Problem to solve:
Rewrite all of the data below, swapping "Record" for "Write" wherever it appears and keeping everything else the same. Leave the pictures out of your answer.
--- begin Exercise material ---
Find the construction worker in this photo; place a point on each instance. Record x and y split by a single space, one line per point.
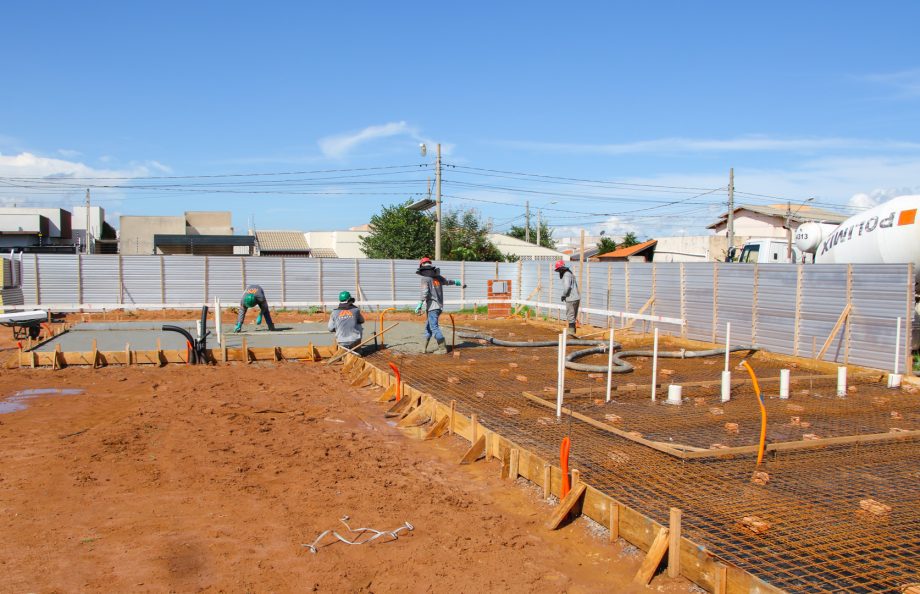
254 296
433 301
347 322
570 294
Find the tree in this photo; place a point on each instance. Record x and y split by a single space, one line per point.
546 234
399 233
465 237
629 240
606 245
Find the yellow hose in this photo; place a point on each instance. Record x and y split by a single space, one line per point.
763 414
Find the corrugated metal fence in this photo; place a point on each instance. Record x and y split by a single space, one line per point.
785 308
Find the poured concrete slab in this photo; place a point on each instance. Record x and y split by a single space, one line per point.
143 335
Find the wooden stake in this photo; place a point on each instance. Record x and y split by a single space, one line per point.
614 521
475 452
653 558
674 543
565 506
515 464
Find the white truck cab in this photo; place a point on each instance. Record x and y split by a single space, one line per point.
763 251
--- end Exercise material ---
The response:
Find the construction worker in this photo; place a point on each instance. Write x and y split by a single space, one line per point.
254 296
433 301
347 322
570 294
Find the tree in this photo; place a point on each instance. Write x and y split by a single space, one line per point.
546 234
399 233
465 237
629 240
606 245
Find the yellow hose in this photo; place a point on each instance. Write x and y split by a single space, one line per point.
763 414
Find the corrugated metal fence in this photo; place a point on each instance. Write x and y split by a single space, one line per point.
785 308
Find the poured concrete slab in this photo; place a point on each instance. Write x and y split by a single space, one line per point.
143 335
Find the wooden stake in this photo; place a point on each instance. Write x and y split by a single space, one line per point.
614 521
475 452
653 558
674 543
565 506
515 464
Find the white truck cab in this photo; place a point on each instance. Write x and y split by a single space, one line per point.
763 251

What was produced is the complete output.